Begin Exercise input
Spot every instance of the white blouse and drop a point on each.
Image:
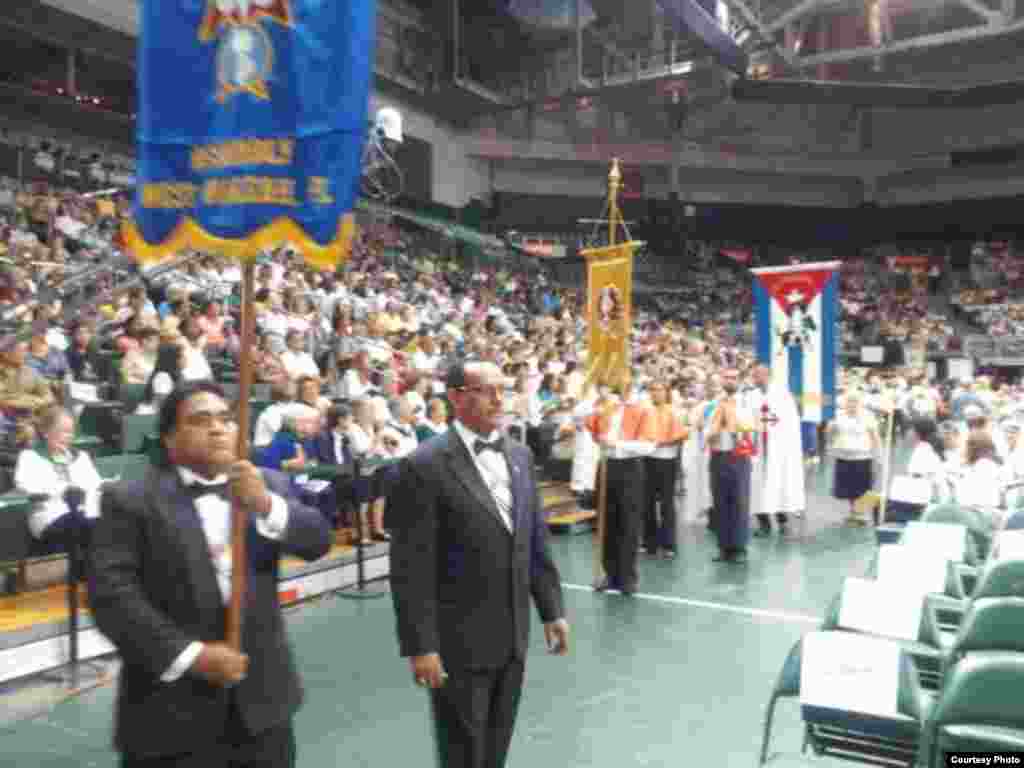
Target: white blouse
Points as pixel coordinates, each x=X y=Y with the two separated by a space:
x=35 y=473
End Exercise input
Each line of the material must be retyped exactly, except that images are omitted.

_Result:_
Spot every instance of the white blouse and drop a point on each.
Image:
Target: white blouse
Points as pixel coordinates, each x=X y=Y with the two separated by a space:
x=35 y=473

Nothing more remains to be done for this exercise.